Description of the task » Copy out everything from the beginning of the data down to the line containing "9L407 0L395 8ZM658", both included, and leave out the pictures.

Collected data:
Segment Open

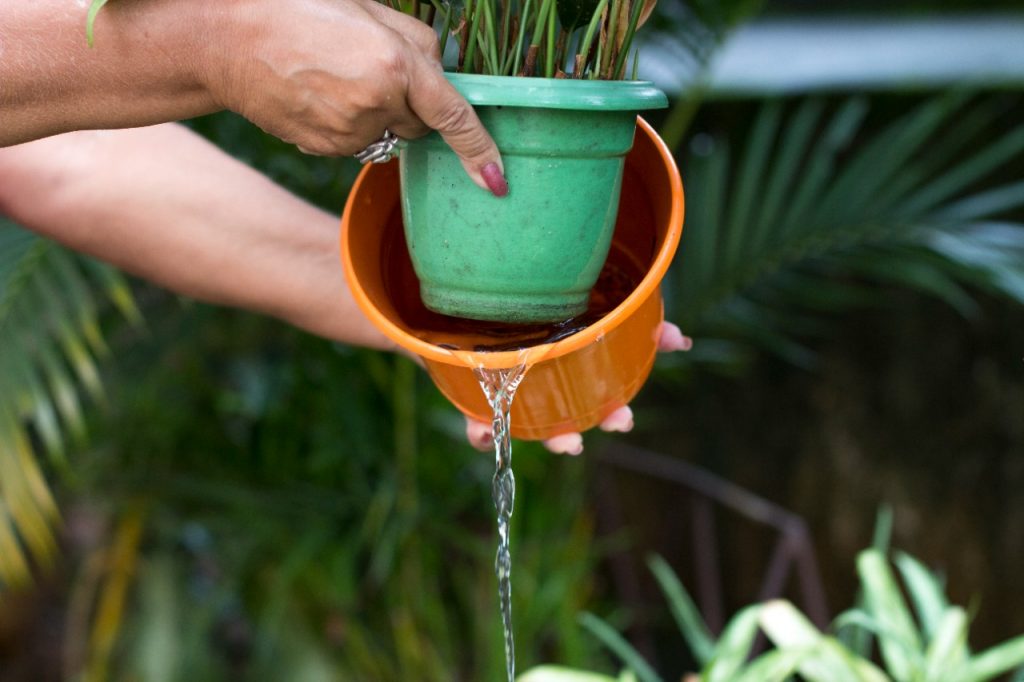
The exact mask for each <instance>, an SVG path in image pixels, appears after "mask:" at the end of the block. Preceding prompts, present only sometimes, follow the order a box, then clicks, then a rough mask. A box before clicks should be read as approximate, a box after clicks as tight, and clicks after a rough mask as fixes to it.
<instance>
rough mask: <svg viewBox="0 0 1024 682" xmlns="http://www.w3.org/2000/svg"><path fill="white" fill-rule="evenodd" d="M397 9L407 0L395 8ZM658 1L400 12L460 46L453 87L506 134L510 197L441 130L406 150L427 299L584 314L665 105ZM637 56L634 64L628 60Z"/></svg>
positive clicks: (492, 5) (586, 2)
mask: <svg viewBox="0 0 1024 682" xmlns="http://www.w3.org/2000/svg"><path fill="white" fill-rule="evenodd" d="M388 1H393V2H398V1H399V0H388ZM653 5H654V2H653V0H599V1H593V0H465V2H464V4H462V5H461V6H456V5H454V4H450V3H442V2H440V0H434V3H433V4H430V5H424V6H421V4H420V2H418V1H416V2H413V3H412V4H407V3H402V4H400V5H398V4H392V6H393V7H394V8H397V9H401V10H403V11H407V12H409V13H412V14H414V15H416V16H418V17H420V18H422V19H424V20H426V22H428V23H430V24H432V25H437V26H438V30H439V32H440V41H441V51H442V53H443V52H444V51H445V48H446V44H447V42H449V40H456V41H458V63H457V66H456V68H455V71H454V72H453V73H450V74H449V76H447V77H449V79H450V80H451V82H452V83H453V84H454V85H455V87H456V88H457V89H458V90H459V91H460V92H461V93H462V94H463V95H464V96H465V97H466V98H467V99H468V100H469V102H470V103H472V104H473V105H474V108H475V109H476V112H477V114H478V116H479V117H480V120H481V121H482V123H483V125H484V126H485V127H486V128H487V130H488V131H489V132H490V134H492V136H493V137H494V138H495V141H496V143H497V144H498V147H499V150H500V152H501V154H502V159H503V162H504V165H505V176H506V177H507V178H508V180H509V185H510V193H509V195H508V196H507V197H504V198H497V197H494V196H490V195H488V194H486V193H483V191H480V190H479V189H478V188H477V187H476V185H475V184H473V182H472V181H471V180H470V179H469V178H468V177H466V174H465V172H464V170H463V168H462V165H461V164H460V161H459V159H458V158H457V157H456V156H455V154H454V153H453V152H452V151H451V150H450V148H449V147H447V145H446V144H445V143H444V141H443V140H442V139H441V137H440V136H439V135H438V134H436V133H431V134H430V135H428V136H426V137H424V138H421V139H417V140H412V141H410V142H408V144H406V145H404V147H403V148H402V151H401V154H400V157H399V166H400V174H401V197H402V200H401V203H402V216H403V219H404V225H406V239H407V242H408V243H409V247H410V252H411V255H412V258H413V264H414V266H415V268H416V272H417V275H418V276H419V280H420V285H421V296H422V298H423V302H424V304H425V305H426V306H427V307H428V308H431V309H433V310H435V311H437V312H442V313H445V314H450V315H455V316H460V317H469V318H475V319H488V321H500V322H509V323H543V322H560V321H564V319H567V318H570V317H572V316H575V315H578V314H580V313H582V312H584V311H585V310H586V308H587V304H588V299H589V294H590V290H591V289H592V288H593V286H594V284H595V282H596V281H597V278H598V274H599V273H600V270H601V267H602V265H603V264H604V260H605V258H606V256H607V253H608V248H609V246H610V242H611V235H612V231H613V229H614V224H615V215H616V212H617V207H618V194H620V183H621V181H622V174H623V167H624V161H625V157H626V154H627V153H628V152H629V151H630V148H631V146H632V144H633V135H634V131H635V127H636V117H637V115H638V113H639V112H641V111H644V110H648V109H658V108H664V106H667V105H668V100H667V98H666V96H665V94H664V93H663V92H662V91H660V90H658V89H656V88H654V87H653V86H652V85H651V84H650V83H648V82H641V81H637V80H624V79H626V78H627V75H628V74H629V75H631V76H632V77H633V78H634V79H635V76H636V63H637V56H636V53H632V54H631V49H632V48H631V45H632V42H633V36H634V34H635V32H636V30H637V28H638V27H639V26H640V25H641V24H642V23H643V22H644V20H645V19H646V17H647V15H648V14H649V13H650V11H651V9H652V8H653ZM631 57H632V58H631Z"/></svg>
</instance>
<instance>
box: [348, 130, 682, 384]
mask: <svg viewBox="0 0 1024 682" xmlns="http://www.w3.org/2000/svg"><path fill="white" fill-rule="evenodd" d="M637 129H638V130H637V134H643V135H644V136H645V137H646V138H647V140H648V141H649V143H651V144H653V145H654V146H655V148H656V151H657V154H658V157H659V158H660V160H662V164H660V169H662V170H663V171H664V172H665V174H666V175H668V181H669V184H670V186H671V195H672V208H671V211H670V217H669V221H668V222H669V226H668V228H667V232H666V237H665V241H664V243H663V244H662V248H660V250H659V251H658V252H657V254H656V255H655V257H654V260H653V262H652V263H651V265H650V267H649V269H648V270H647V273H646V274H645V275H644V278H643V280H642V281H641V282H640V284H639V285H637V288H636V289H635V290H634V291H633V293H632V294H630V295H629V296H628V297H627V298H626V300H624V301H623V302H622V303H620V304H618V306H617V307H615V308H614V309H613V310H612V311H611V312H609V313H607V314H606V315H605V316H603V317H602V318H601V319H599V321H598V322H597V323H595V324H593V325H591V326H590V327H587V328H586V329H584V330H582V331H580V332H578V333H575V334H573V335H572V336H569V337H566V338H564V339H562V340H560V341H556V342H554V343H548V344H541V345H537V346H531V347H529V348H527V349H525V350H524V351H516V350H509V351H497V352H473V351H468V350H447V349H445V348H442V347H440V346H436V345H433V344H431V343H428V342H426V341H424V340H422V339H419V338H417V337H415V336H412V335H411V334H408V333H407V332H404V331H403V330H401V329H399V328H398V327H397V326H396V325H395V324H394V323H393V322H391V321H390V319H388V318H387V317H386V316H385V315H383V314H382V313H381V312H380V311H379V310H377V309H376V306H374V304H373V302H372V301H371V300H370V299H369V297H368V295H367V292H366V291H365V290H364V289H362V286H361V285H360V283H359V282H358V280H357V279H356V278H355V275H354V271H355V268H354V267H353V264H352V254H351V252H350V251H349V250H348V249H347V248H346V246H345V245H346V244H347V237H346V233H347V230H348V229H349V228H350V226H351V218H352V211H353V203H352V202H347V203H346V205H345V211H344V213H343V215H342V220H341V224H342V232H343V233H342V239H341V245H340V246H341V257H342V261H343V263H344V269H345V276H346V280H347V281H348V284H349V287H350V289H351V291H352V295H353V297H354V298H355V300H356V302H357V303H358V305H359V307H360V308H361V309H362V311H364V312H365V313H366V314H367V315H368V316H369V317H371V318H372V319H374V321H375V323H376V326H377V327H378V328H379V329H380V330H381V331H382V332H383V333H384V335H385V336H387V337H388V338H390V339H391V340H392V341H394V342H395V343H397V344H398V345H399V346H401V347H402V348H404V349H407V350H409V351H412V352H413V353H416V354H417V355H419V356H421V357H423V358H425V359H430V360H435V361H439V363H444V364H446V365H457V366H464V367H485V368H488V369H507V368H511V367H515V366H516V365H519V364H520V363H526V364H527V365H535V364H537V363H540V361H543V360H545V359H551V358H555V357H559V356H561V355H565V354H567V353H570V352H573V351H575V350H579V349H581V348H583V347H585V346H588V345H590V344H592V343H594V342H595V341H598V340H599V339H601V338H602V337H603V336H604V335H605V334H606V333H607V332H608V331H610V330H612V329H614V328H616V327H617V326H618V325H620V324H621V323H622V322H623V321H624V319H625V318H627V317H629V316H630V315H631V314H633V313H634V312H635V311H636V310H637V309H638V308H639V307H640V306H641V305H642V304H643V303H644V301H645V300H646V299H647V298H648V297H649V296H650V295H652V294H653V293H654V292H655V291H656V290H657V288H658V286H659V285H660V282H662V279H663V276H664V275H665V272H666V270H668V268H669V265H671V264H672V261H673V258H674V257H675V253H676V248H677V246H678V244H679V238H680V236H681V235H682V230H683V212H684V200H683V184H682V179H681V178H680V175H679V169H678V168H676V165H675V161H674V160H673V156H672V151H671V150H670V148H669V146H668V145H667V144H666V143H665V141H664V140H662V138H660V137H658V135H657V133H656V132H654V128H653V127H652V126H651V125H650V124H649V123H647V122H646V121H644V120H643V119H642V118H639V117H638V118H637ZM374 170H375V169H374V168H373V167H372V166H368V167H366V168H364V170H362V172H361V173H360V174H359V177H358V178H357V179H356V181H355V184H354V185H353V187H352V190H351V191H352V194H353V195H354V194H355V193H357V190H358V188H359V186H360V185H361V184H362V182H365V181H366V180H367V176H368V174H369V173H372V172H374Z"/></svg>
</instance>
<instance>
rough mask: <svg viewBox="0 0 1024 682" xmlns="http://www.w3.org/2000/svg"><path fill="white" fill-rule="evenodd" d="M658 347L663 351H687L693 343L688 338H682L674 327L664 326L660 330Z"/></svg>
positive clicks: (675, 327)
mask: <svg viewBox="0 0 1024 682" xmlns="http://www.w3.org/2000/svg"><path fill="white" fill-rule="evenodd" d="M659 345H660V346H662V349H663V350H669V351H672V350H689V349H690V348H691V347H692V346H693V341H692V340H691V339H690V338H689V337H687V336H684V335H683V333H682V332H681V331H679V328H678V327H676V326H675V325H669V324H666V325H665V327H664V328H663V329H662V342H660V344H659Z"/></svg>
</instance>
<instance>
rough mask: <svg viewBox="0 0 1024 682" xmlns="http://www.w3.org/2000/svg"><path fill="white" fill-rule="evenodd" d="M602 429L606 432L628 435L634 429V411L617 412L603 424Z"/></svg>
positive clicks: (606, 418)
mask: <svg viewBox="0 0 1024 682" xmlns="http://www.w3.org/2000/svg"><path fill="white" fill-rule="evenodd" d="M601 429H602V430H604V431H612V432H618V433H628V432H629V431H631V430H632V429H633V411H632V410H630V409H629V408H620V409H618V410H615V411H614V412H613V413H611V414H610V415H608V416H607V417H606V418H605V420H604V421H603V422H601Z"/></svg>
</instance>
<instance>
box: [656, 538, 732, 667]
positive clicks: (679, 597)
mask: <svg viewBox="0 0 1024 682" xmlns="http://www.w3.org/2000/svg"><path fill="white" fill-rule="evenodd" d="M647 565H648V567H650V571H651V572H652V573H654V579H655V580H656V581H657V584H658V586H660V588H662V592H663V593H664V594H665V598H666V599H668V600H669V608H670V609H671V610H672V615H673V617H674V619H675V620H676V625H677V626H679V632H680V633H682V635H683V638H684V639H685V640H686V643H687V644H689V646H690V651H691V652H692V653H693V657H694V658H696V659H697V663H699V664H700V665H701V666H703V665H706V664H707V663H708V662H710V660H711V659H712V658H713V657H714V656H715V655H716V653H717V651H716V644H715V638H714V637H713V636H712V634H711V631H710V630H708V626H707V624H705V621H703V619H702V617H700V612H699V611H698V610H697V607H696V605H695V604H694V603H693V599H691V598H690V595H689V593H688V592H687V591H686V588H684V587H683V584H682V583H680V582H679V579H678V578H677V577H676V573H675V571H673V570H672V566H670V565H669V563H668V562H667V561H666V560H665V559H663V558H662V557H660V556H657V555H652V556H649V557H648V558H647ZM745 627H748V626H744V625H741V626H740V628H745ZM743 632H744V631H743V630H742V629H740V630H739V631H737V632H736V633H735V635H734V636H735V639H734V640H733V641H732V642H730V646H734V645H737V644H738V643H739V642H740V641H741V639H742V634H743Z"/></svg>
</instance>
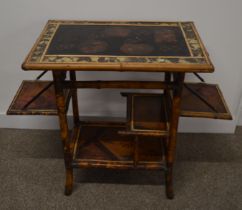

Segment Closed

Solution »
The exact mask for each <instance>, an SVG path in image pixels, appears after "mask:" at the end of the block. Preceding prompts, present only sometimes, follow the order a box, then clicks, then a rough mask. A box before clicks should be read as approximate, a box after clicks as tight, and clicks after a rough mask as fixes to it.
<instance>
rough mask: <svg viewBox="0 0 1024 682" xmlns="http://www.w3.org/2000/svg"><path fill="white" fill-rule="evenodd" d="M397 9L407 0L395 8ZM658 1L400 12L460 46L453 87L506 134L510 197L441 130L406 150L427 299L584 314L665 105ZM637 56L634 64L628 60Z"/></svg>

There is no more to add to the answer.